## [Request]
Starting at the line that contains "# test: pin the white baseboard, one" and ending at the line that contains "point(320, 212)", write out every line again, requests included. Raise each x and y coordinate in the answer points by 86, and leave the sample points in the requests unchanged.

-- Records for the exercise start --

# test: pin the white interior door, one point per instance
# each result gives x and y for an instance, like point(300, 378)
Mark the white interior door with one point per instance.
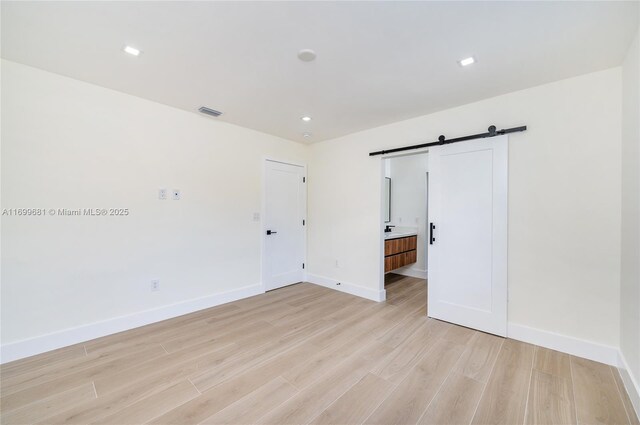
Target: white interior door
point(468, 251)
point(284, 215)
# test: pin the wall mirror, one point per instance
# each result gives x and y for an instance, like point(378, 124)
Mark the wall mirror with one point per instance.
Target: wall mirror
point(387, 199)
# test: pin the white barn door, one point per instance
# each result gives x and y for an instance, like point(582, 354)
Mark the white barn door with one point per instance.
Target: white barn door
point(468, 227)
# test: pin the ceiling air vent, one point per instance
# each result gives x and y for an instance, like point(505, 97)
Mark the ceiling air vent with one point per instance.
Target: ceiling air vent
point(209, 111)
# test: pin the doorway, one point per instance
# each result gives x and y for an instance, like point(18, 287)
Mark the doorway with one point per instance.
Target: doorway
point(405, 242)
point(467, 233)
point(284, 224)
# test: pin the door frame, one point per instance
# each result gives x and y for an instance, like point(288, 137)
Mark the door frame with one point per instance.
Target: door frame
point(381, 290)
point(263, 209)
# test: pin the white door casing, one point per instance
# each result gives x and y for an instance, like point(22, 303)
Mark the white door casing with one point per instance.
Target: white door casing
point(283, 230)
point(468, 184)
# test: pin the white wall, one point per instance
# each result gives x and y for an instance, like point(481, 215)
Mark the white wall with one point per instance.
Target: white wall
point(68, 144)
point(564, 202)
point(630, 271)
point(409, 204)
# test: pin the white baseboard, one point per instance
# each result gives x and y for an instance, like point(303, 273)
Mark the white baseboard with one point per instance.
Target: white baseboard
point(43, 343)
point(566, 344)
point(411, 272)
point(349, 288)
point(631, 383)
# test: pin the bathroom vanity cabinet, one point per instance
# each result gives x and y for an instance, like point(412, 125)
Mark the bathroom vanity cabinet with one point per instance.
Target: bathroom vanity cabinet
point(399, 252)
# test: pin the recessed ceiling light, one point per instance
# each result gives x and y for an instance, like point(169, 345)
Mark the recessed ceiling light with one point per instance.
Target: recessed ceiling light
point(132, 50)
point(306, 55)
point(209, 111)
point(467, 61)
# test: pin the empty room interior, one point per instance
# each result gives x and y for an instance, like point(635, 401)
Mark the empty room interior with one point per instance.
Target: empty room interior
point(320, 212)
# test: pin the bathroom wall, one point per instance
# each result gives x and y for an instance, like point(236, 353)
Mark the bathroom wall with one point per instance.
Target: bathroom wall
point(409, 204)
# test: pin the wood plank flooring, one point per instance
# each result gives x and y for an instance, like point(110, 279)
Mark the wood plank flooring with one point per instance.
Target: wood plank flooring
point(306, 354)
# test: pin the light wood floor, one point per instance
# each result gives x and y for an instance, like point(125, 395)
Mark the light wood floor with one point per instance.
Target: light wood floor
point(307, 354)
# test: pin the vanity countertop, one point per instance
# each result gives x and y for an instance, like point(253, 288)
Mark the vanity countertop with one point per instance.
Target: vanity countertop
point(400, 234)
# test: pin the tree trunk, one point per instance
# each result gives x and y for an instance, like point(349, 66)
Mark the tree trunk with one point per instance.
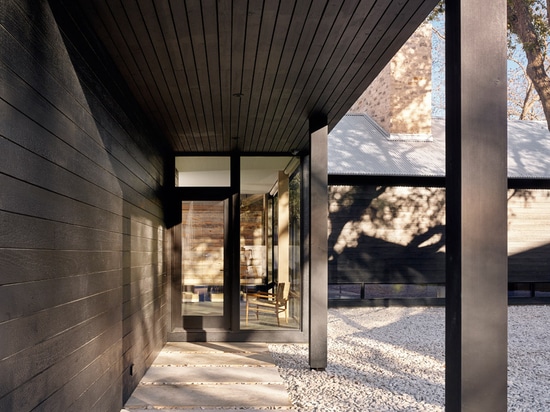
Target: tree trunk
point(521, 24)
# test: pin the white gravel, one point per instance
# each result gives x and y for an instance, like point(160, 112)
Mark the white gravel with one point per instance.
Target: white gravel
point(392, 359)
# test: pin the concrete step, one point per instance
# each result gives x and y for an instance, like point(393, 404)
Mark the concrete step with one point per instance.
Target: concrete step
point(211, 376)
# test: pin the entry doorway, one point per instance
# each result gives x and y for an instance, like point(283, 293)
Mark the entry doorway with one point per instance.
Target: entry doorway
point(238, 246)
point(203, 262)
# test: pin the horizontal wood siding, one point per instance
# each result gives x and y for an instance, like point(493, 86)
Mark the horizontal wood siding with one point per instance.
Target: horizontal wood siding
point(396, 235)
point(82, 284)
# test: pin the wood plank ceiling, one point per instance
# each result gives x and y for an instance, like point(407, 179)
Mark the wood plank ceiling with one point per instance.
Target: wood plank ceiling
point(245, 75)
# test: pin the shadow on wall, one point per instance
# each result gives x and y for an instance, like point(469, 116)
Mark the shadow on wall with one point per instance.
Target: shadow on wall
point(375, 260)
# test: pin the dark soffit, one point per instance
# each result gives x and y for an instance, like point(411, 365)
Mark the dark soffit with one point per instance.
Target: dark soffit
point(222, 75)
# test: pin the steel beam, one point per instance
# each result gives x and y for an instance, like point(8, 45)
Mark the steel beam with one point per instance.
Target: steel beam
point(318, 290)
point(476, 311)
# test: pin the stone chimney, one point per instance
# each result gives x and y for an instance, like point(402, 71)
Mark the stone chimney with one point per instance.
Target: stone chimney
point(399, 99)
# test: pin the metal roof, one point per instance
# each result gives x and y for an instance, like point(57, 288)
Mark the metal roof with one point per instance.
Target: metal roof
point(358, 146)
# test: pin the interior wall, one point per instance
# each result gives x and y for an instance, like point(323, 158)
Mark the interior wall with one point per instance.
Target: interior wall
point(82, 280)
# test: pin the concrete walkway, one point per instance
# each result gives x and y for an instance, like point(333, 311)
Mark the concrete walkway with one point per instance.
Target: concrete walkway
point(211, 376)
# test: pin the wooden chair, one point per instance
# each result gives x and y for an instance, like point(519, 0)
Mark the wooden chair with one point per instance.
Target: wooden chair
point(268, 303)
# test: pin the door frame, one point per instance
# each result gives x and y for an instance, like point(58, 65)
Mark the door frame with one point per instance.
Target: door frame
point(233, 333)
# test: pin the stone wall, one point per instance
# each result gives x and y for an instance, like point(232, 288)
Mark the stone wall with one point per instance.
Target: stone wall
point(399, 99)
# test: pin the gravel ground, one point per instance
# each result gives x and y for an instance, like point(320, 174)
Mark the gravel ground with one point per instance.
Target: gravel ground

-- Records for the exercise end --
-- Records for the exercise start --

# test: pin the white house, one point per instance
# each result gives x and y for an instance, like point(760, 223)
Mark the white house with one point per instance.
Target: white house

-- Records for the exercise end --

## [Response to this exercise]
# test: pin the white baseboard, one point per instance
# each result gives x and y for an instance, like point(303, 273)
Mark the white baseboard with one point per instance.
Target: white baseboard
point(129, 429)
point(652, 430)
point(497, 358)
point(435, 374)
point(717, 469)
# test: pin the bathroom vanity cabinet, one point per instance
# each result gives x and y for an instance, like point(412, 125)
Mark the bathroom vanity cabinet with one point per instance.
Target: bathroom vanity cabinet
point(485, 338)
# test: pin the recessed ceiling light, one point per instance
# each result gives x and y for an instance, like point(169, 345)
Mark the recessed ceiling light with one point per instance.
Target: recessed ceiling light
point(218, 136)
point(392, 141)
point(295, 197)
point(553, 147)
# test: pin the empty room interior, one point per instance
# each result gives x and y for an instance, like point(635, 401)
Mark the empty room interior with one point per instance.
Target: empty room interior
point(406, 298)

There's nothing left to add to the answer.